Reconciling who Tupac was is never easy given how complex his character was. His career went through so many phases and shifts, he could be a passionate man of the people in one instance, then turn into the resented villain the next. In his career, those who were around to witness it saw him morph from the militant, aspiring MC on 2pacalypse Now to the bad boy of All Eyez on Me in both his personal life and his music. But no project better encapsulated who Tupac was than his first posthumous project, The Don Killuminati: The 7 Day Theory. That album turns twenty years old this Saturday, November 5.
The album was recorded in three days then mixed and mastered in four, according to folklore surrounding the audio version of Pac’s last will and testament. It would also serve as his third and final release of his Death Row contract, signed while in prison. The parting project took on greater significance after his untimely death in September of 1996 because, when broken down to its basics, the 12 songs end up creating the most complete version of who he was.

Data to use →
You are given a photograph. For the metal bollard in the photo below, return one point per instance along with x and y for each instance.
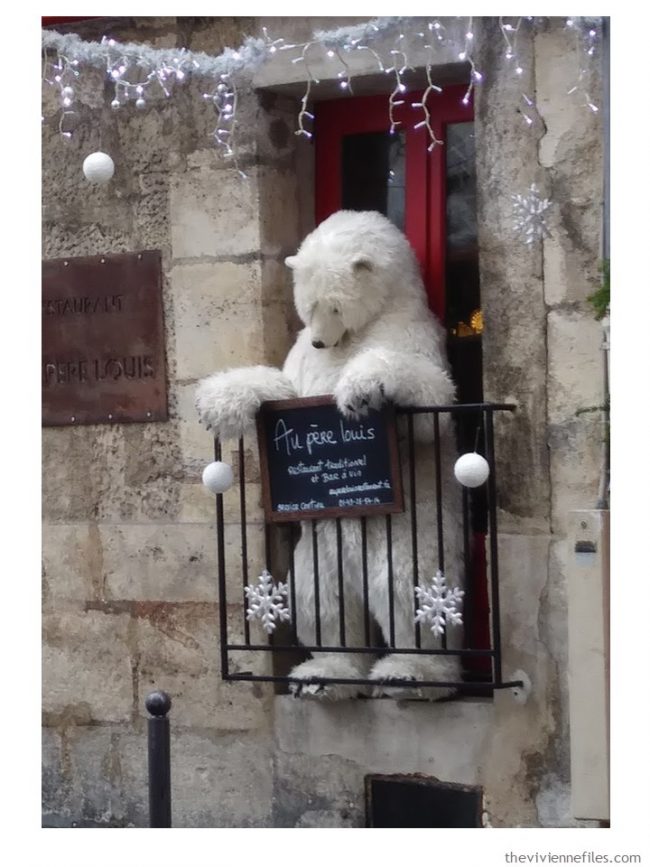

---

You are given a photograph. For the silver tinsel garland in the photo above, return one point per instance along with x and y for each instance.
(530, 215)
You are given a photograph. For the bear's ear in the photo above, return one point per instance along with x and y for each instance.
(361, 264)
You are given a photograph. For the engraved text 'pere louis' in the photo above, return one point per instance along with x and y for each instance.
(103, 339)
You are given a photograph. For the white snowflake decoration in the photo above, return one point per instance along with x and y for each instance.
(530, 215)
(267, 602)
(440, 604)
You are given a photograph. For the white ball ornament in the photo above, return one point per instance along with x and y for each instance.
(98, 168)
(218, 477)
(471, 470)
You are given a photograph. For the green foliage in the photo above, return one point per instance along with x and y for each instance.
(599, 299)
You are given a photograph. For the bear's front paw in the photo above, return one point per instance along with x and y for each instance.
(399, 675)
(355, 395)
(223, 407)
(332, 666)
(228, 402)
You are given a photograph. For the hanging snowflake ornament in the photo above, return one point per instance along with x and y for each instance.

Given instruction A →
In the entries, start with the line containing "You are given a photograph. For the silver" and go through the line containing "You are given a photograph. For the hanging". Reproduce only those lines, switching "bear's" to "animal's" and leaving everything else unchanged.
Given instruction B →
Pick up the text on Tupac's album The Don Killuminati: The 7 Day Theory after its last sentence and continue it.

Task response A →
You are given a photograph. For the silver tinsel garland in the photo above, return one point per instance along with x and y for each instance.
(530, 215)
You are given a photograph. For the animal's ear in the photo above, return one point per instance along with x and y for each instance.
(361, 264)
You are given a photograph. For the engraved text 'pere louis' in the photo above, return one point per instance along with x and y for each instance.
(103, 339)
You are given a photograph. For the white snowflake decoration in the photo above, return one point per instance along with x and y for each instance.
(530, 215)
(267, 602)
(440, 604)
You are given a photograph. For the white ball ornament in the photo above, return one point per instance along with x and y for each instance.
(98, 168)
(218, 477)
(471, 470)
You are given a photograph. For the green foliage in the photo above, return one point per instance along with x and y for each instance.
(599, 299)
You are given a photograph. For the animal's front paw in the photo above, return one point per instance along with x and y for each instance.
(399, 675)
(355, 395)
(223, 407)
(332, 666)
(228, 402)
You are given a photograph. For the hanging snowflake ornament in the photo above, return one point per instance along with x and y for each instance.

Task response B →
What is often lost regarding Tupac’s career, is he only released five full length albums, and only four of them came out while he was living. Everything he did was over the course of five years, even though he left behind a catalogue of material that’s been mined to create five more albums and a smattering of mixtapes.
Tupac wasn’t a rapping soothsayer, yet he held a strong ability to articulate what black people were facing at that time, and what would be coming in the years ahead if changes weren’t made. He owes that to his understanding of history, instilled in him by his mother and other elders who surrounded him since birth. By looking back, he was able to look ahead on songs like “White Man’z World,” the pain-filled ode to black women where he apologizes to the “true sisters” who are “far from bitches.”
The tribute is not as well known as the more radio-successful “Dear Mama,” but “White Man’z World” actually has just as much of a wide appeal because men, too, can relate to the sentiments of struggle embodied in the tune. He offers an apology “For all those times that I messed up or we messed up” that could be him speaking just for himself, as easily as it sounds like he’s voicing the thoughts of other brothers or even the whole of America for pushing black women down instead of uplifting them.
On the opposite end of the spectrum, there was angry Pac. The one willing to ride on all of his enemies. The one not afraid to name the names of those who he felt wronged him in some way. Some of those anonymous enemies show up for the song “Blasphemy,” whose title doubles as a play on the phrase “blast for me.” But, the focus isn’t solely spent on foes as he spouts off 10 rules for survival for would-be thugs and outlaws.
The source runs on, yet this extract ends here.